**Data excerpts**
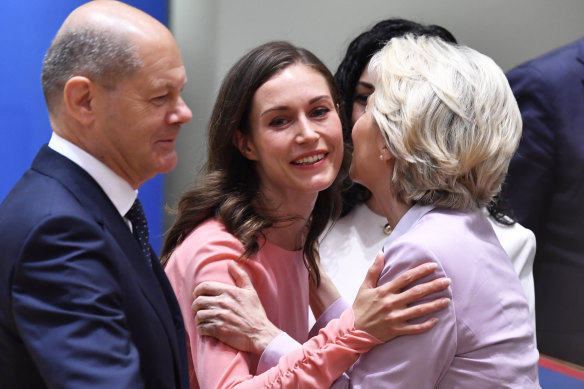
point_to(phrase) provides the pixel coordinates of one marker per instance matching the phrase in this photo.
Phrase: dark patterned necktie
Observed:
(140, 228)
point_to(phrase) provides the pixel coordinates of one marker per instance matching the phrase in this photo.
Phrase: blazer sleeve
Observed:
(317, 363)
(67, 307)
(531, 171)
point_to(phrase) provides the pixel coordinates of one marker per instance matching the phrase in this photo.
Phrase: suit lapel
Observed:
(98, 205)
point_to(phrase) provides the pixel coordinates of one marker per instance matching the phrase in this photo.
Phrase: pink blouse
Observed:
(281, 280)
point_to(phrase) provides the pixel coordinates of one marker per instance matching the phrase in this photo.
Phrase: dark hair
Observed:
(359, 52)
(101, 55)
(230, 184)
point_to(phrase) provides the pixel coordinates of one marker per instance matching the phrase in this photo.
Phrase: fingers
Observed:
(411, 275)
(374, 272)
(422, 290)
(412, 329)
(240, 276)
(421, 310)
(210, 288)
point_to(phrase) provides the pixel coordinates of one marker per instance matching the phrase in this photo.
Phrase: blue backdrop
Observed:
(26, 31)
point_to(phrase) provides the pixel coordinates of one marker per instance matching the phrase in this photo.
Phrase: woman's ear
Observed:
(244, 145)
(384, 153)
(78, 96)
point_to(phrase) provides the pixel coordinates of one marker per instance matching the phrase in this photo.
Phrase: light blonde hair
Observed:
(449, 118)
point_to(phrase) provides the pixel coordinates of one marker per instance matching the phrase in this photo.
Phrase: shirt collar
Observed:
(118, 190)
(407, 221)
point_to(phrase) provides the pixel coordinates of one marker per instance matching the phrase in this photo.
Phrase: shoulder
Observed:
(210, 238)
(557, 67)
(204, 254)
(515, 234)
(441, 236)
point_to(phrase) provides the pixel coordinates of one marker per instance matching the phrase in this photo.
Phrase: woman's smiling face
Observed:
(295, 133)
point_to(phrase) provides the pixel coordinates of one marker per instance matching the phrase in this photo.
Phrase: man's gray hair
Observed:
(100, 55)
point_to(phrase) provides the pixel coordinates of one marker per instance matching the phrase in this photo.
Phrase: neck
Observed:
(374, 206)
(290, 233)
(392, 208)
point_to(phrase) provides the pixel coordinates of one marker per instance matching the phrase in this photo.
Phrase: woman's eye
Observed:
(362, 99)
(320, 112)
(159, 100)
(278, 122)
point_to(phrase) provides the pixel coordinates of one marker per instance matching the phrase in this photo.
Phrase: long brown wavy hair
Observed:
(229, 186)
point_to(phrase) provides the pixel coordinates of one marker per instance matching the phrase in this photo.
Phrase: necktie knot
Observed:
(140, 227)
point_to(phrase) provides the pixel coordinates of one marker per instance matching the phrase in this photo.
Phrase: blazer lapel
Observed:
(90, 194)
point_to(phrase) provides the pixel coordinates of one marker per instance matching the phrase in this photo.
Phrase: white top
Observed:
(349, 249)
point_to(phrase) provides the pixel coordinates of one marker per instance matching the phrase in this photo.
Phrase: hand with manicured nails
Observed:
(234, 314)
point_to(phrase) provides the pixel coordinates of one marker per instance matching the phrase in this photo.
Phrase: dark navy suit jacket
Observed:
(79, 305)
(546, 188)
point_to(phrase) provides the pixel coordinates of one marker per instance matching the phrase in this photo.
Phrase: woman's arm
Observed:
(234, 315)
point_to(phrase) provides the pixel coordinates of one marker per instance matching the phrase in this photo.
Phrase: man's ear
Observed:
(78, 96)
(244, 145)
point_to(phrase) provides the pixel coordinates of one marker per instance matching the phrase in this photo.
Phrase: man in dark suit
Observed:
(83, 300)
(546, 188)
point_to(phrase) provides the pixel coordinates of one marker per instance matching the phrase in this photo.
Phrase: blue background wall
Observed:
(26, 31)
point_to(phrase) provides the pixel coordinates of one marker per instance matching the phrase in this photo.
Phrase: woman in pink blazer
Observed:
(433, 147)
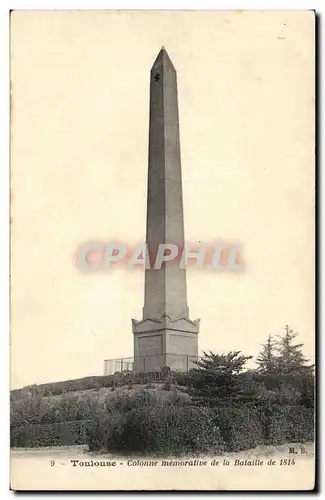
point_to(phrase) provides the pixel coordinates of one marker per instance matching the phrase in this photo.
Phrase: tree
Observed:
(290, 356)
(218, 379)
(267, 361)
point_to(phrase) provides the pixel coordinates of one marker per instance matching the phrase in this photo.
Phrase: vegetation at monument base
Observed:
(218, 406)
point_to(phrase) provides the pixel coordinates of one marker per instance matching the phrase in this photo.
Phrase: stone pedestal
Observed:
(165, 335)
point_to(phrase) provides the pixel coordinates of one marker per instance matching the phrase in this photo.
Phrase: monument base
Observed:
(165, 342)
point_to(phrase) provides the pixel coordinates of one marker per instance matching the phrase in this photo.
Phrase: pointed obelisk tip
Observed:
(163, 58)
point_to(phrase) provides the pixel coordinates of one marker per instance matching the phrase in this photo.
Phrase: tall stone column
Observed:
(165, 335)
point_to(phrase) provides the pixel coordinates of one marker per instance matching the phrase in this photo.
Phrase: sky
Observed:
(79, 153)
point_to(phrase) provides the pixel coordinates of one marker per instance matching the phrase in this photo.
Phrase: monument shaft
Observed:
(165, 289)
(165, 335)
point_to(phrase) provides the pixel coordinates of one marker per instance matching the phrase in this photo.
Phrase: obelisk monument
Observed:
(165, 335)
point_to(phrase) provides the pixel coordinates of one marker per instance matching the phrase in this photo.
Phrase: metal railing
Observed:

**Requirement**
Quote exactly and only the lines from the one holding "Phrase: sky" through the end of the data.

**Exercise output**
Phrase: sky
Observed:
(79, 153)
point_to(phrase) provides the pixel coordinates of one marker per instance matching the phrase in this photo.
Phrase: monument shaft
Observed:
(165, 289)
(165, 335)
point_to(phrase) provides the pixel coordinates of one marker per instance matching the phrase in this photo.
Phrase: obelisk monument
Observed:
(165, 335)
point_to(phrase) provides the pixel coordinates of one marker per instance matching the phrase in this photo.
Phrase: metal railing
Observed:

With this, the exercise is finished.